**WHAT THIS TASK INVOLVES**. Reproduce the records below word for word, omitting the pictures.

(Dataset items)
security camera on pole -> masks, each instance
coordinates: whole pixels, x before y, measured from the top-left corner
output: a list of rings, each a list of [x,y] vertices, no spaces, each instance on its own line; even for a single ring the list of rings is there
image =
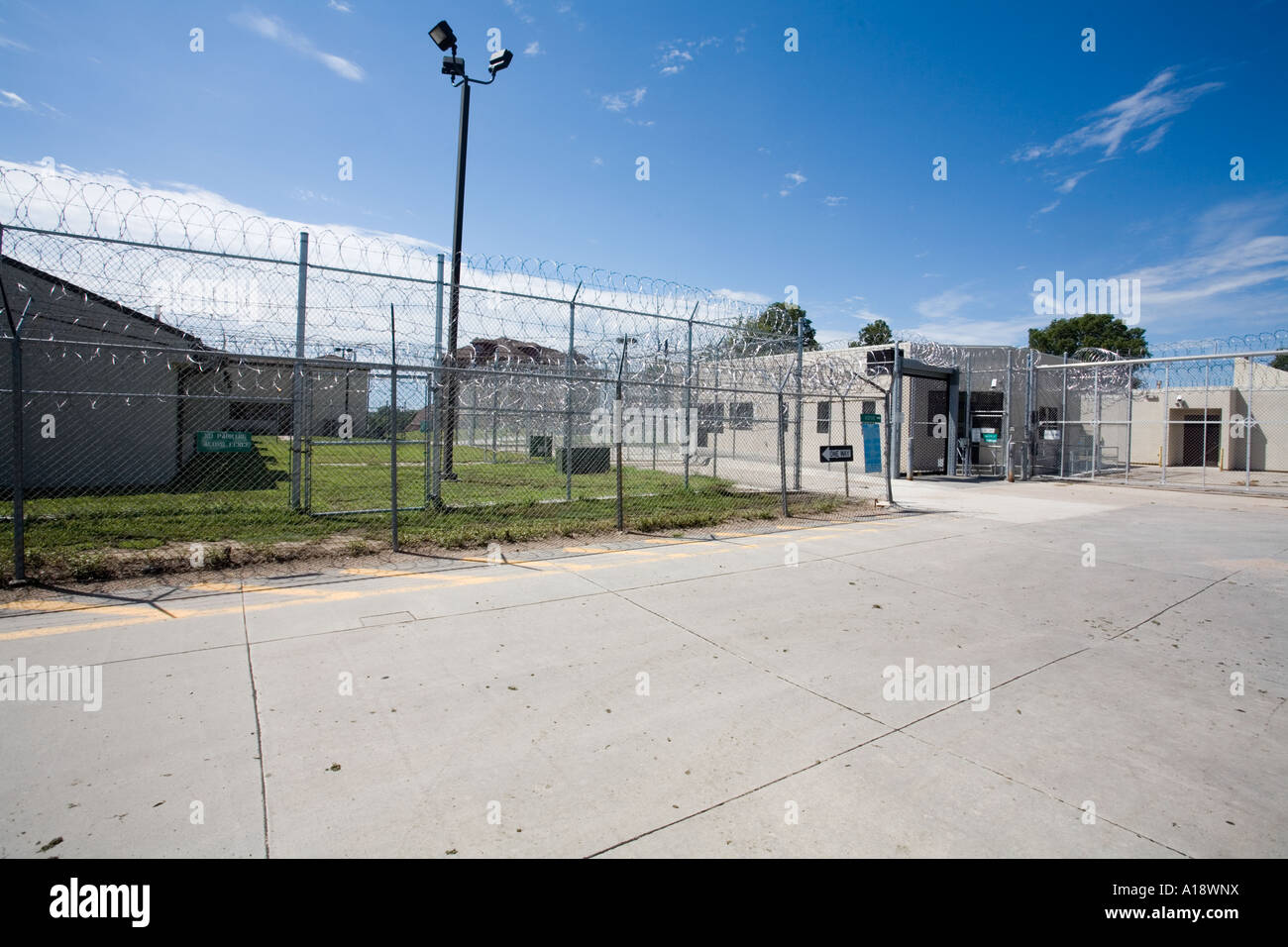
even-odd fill
[[[452,88],[461,88],[461,134],[456,149],[456,215],[452,223],[452,299],[447,313],[447,363],[456,363],[456,329],[461,312],[461,218],[465,213],[465,148],[470,137],[470,82],[475,85],[491,85],[496,81],[496,73],[506,68],[514,59],[514,53],[502,49],[488,59],[488,75],[491,79],[470,79],[465,75],[465,59],[456,55],[456,33],[447,21],[439,21],[429,31],[429,37],[443,50],[451,50],[451,55],[443,57],[443,75],[451,77]],[[457,79],[460,81],[457,81]],[[452,447],[456,441],[456,402],[459,396],[459,383],[456,372],[447,372],[447,414],[443,419],[443,473],[442,479],[455,481],[456,473],[452,470]]]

**TASK OUTPUT**.
security camera on pole -> masks, each instance
coordinates: whole pixels, x before y, measured from the top-left corner
output: a list of rings, each a list of [x,y] vertices, no spaces, each instance on its own line; even for a single ring the list of rings is there
image =
even-odd fill
[[[452,88],[461,88],[461,134],[456,149],[456,215],[452,223],[452,299],[447,313],[447,363],[456,363],[456,329],[461,312],[461,218],[465,213],[465,148],[470,137],[470,82],[475,85],[491,85],[496,81],[496,73],[506,68],[514,59],[514,53],[502,49],[488,59],[488,75],[491,79],[470,79],[465,75],[465,59],[456,55],[456,33],[447,21],[439,21],[429,31],[429,37],[443,50],[451,50],[451,55],[443,57],[443,75],[451,77]],[[457,79],[460,81],[457,81]],[[452,447],[456,441],[456,402],[459,396],[459,383],[456,372],[447,372],[447,414],[443,419],[443,473],[442,479],[455,481],[456,473],[452,470]]]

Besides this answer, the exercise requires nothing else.